> Passage to read:
Tuesday, March 16, 2010
Many bloggers have told me Lehane's best work was Mystic River. I've not read this book yet, but that is soon to be remedied. I did read The Given Day in January, and it was solid, albeit a few discs too long. But with the movie Shutter Island on the horizon, a Scorcese film no less, I was compelled to give this one a shot. Perfect for the Read the Book, See the Movie Challenge, yes?
I had NO IDEA what I was getting myself into. Holy crap.
U.S. Marshall Teddy Daniels, with his partner Chuck, have been summoned to Aschecliffe Hospital, home to the most dangerous, criminally insane, located on isolated Shutter Island. Apparently, a psychotic patient named Rachel Solando has escaped and cannot be found. While the marshall's flounder in their investigation, running into roadblocks, secretive and unhelpful hospital personnel, and more questions than answers, we begin to get some history on Teddy. The man is seriously, emotionally damaged as a result of recently losing his wife tragically and from his experiences in WWII. He has dreams that take on significance, he hears his dead wife counseling him, he questions the existence of a God that allowed the Holocaust to occur.

> To do:
a) Condense the paragraph of the review that begins "U.S. Marshall Teddy Daniels" into a short bulleted list that keeps its main facts.
b) Retype the part of the review that opens with the words containing "I had NO IDEA" and closes with "Holocaust to occur.", letter for letter.

> Exercise data:
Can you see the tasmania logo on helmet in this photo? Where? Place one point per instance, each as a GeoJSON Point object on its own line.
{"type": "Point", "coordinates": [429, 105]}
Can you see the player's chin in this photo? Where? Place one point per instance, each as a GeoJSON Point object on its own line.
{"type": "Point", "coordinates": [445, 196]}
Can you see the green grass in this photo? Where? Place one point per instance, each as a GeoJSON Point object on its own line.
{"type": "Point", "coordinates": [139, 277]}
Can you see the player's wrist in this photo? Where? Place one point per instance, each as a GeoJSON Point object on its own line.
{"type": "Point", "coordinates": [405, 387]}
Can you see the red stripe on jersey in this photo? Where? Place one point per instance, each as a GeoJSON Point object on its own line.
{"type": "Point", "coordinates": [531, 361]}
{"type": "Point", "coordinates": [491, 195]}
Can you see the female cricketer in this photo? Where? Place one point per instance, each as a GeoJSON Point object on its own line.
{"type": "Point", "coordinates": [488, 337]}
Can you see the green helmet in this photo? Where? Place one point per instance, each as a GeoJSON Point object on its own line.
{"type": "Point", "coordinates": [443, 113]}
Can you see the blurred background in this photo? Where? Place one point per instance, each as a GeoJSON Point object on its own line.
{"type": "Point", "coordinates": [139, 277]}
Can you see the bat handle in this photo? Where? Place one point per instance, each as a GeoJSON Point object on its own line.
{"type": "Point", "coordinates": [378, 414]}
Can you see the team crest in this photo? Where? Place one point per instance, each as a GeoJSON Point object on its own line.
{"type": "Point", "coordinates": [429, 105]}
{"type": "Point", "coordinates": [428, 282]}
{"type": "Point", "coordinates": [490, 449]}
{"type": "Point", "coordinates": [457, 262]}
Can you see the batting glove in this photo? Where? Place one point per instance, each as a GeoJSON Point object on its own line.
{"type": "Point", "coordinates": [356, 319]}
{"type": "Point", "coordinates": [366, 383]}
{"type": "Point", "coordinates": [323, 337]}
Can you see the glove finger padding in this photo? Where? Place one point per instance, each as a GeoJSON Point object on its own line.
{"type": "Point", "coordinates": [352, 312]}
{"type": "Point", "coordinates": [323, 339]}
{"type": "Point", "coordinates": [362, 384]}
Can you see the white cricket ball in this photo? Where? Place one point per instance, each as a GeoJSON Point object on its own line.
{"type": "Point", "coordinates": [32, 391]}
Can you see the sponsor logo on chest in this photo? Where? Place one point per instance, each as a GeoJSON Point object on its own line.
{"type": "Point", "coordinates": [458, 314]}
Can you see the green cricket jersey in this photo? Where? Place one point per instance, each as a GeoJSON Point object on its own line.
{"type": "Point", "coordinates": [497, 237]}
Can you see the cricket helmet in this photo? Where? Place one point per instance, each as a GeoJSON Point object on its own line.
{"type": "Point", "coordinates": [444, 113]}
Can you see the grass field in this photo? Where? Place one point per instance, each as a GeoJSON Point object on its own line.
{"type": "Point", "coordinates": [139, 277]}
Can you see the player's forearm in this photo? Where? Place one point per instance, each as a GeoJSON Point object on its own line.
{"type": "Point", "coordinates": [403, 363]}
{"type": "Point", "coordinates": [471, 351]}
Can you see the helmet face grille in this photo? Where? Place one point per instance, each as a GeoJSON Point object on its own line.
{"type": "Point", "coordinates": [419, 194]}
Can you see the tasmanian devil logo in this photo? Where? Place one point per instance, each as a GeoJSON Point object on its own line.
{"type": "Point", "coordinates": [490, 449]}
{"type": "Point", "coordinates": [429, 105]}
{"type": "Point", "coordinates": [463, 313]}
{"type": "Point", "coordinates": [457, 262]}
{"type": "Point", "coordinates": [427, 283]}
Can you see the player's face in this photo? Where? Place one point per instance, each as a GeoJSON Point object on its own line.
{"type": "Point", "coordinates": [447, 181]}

> Exercise results:
a)
- U.S. Marshall Teddy Daniels and his partner Chuck are summoned to Aschecliffe Hospital on isolated Shutter Island, which houses the most dangerous criminally insane.
- A psychotic patient, Rachel Solando, has escaped and cannot be found.
- The marshalls' investigation flounders amid roadblocks, secretive and unhelpful hospital staff, and more questions than answers.
- Meanwhile, Teddy's history emerges. He is emotionally damaged by the recent tragic loss of his wife and by his WWII experiences.
- He has significant dreams, hears his dead wife counseling him, and questions the existence of a God who allowed the Holocaust.

b)
I had NO IDEA what I was getting myself into. Holy crap.
U.S. Marshall Teddy Daniels, with his partner Chuck, have been summoned to Aschecliffe Hospital, home to the most dangerous, criminally insane, located on isolated Shutter Island. Apparently, a psychotic patient named Rachel Solando has escaped and cannot be found. While the marshall's flounder in their investigation, running into roadblocks, secretive and unhelpful hospital personnel, and more questions than answers, we begin to get some history on Teddy. The man is seriously, emotionally damaged as a result of recently losing his wife tragically and from his experiences in WWII. He has dreams that take on significance, he hears his dead wife counseling him, he questions the existence of a God that allowed the Holocaust to occur.